== Required action ==
Please provide the entries below again, word for word.

** Opening Data block **

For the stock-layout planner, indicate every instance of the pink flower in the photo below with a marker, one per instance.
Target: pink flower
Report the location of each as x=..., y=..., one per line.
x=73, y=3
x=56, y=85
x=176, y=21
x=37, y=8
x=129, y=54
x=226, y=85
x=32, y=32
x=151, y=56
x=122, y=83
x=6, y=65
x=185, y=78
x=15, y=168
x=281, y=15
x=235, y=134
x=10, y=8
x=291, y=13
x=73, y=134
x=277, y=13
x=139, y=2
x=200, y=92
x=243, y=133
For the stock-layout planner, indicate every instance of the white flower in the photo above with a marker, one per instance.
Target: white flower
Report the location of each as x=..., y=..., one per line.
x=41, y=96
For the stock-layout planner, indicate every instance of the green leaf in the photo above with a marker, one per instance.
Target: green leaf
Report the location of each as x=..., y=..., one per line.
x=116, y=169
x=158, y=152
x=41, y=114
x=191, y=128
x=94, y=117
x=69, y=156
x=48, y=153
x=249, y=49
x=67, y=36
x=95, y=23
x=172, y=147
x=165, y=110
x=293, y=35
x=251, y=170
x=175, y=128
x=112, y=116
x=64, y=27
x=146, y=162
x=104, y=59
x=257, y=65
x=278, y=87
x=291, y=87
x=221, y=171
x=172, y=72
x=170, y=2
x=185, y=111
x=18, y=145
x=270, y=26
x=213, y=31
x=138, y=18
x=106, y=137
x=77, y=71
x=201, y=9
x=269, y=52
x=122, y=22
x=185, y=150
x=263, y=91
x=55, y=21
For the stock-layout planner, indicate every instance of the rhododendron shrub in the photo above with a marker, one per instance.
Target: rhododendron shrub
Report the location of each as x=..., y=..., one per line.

** Closing Data block **

== Answer section ==
For the stock-layout planner, indicate every instance of the pink flower in the photo below with a marker, one per instance.
Target: pink flower
Report the location of each as x=..., y=..., one per line.
x=73, y=3
x=56, y=85
x=176, y=21
x=37, y=8
x=129, y=54
x=226, y=85
x=32, y=32
x=151, y=56
x=122, y=83
x=6, y=65
x=185, y=78
x=15, y=168
x=281, y=15
x=235, y=134
x=10, y=8
x=291, y=13
x=73, y=134
x=277, y=13
x=139, y=2
x=200, y=92
x=243, y=133
For the stock-layout planner, indicate every instance of the white flower in the photo above with a marker, one per instance.
Target: white flower
Report the location of each as x=..., y=..., one per line.
x=41, y=96
For the stock-layout planner, indicate every instance of the green leaf in the photo above with a marker, one per instance.
Target: green leaf
Report the location of each as x=..., y=..., one per line.
x=116, y=169
x=158, y=152
x=41, y=114
x=191, y=128
x=94, y=117
x=69, y=156
x=48, y=153
x=249, y=49
x=67, y=36
x=95, y=23
x=172, y=147
x=165, y=110
x=293, y=35
x=251, y=170
x=175, y=128
x=112, y=116
x=64, y=27
x=146, y=162
x=104, y=59
x=257, y=65
x=278, y=87
x=291, y=87
x=221, y=171
x=172, y=72
x=170, y=2
x=185, y=111
x=18, y=145
x=270, y=26
x=213, y=31
x=138, y=18
x=106, y=137
x=77, y=71
x=201, y=9
x=269, y=52
x=122, y=22
x=185, y=150
x=263, y=91
x=55, y=21
For the stock-layout planner, indicate every instance of the rhododendron shrub in the photo above with a marker, one per instance.
Target: rhododendron shrub
Report the location of each as x=..., y=..., one per line.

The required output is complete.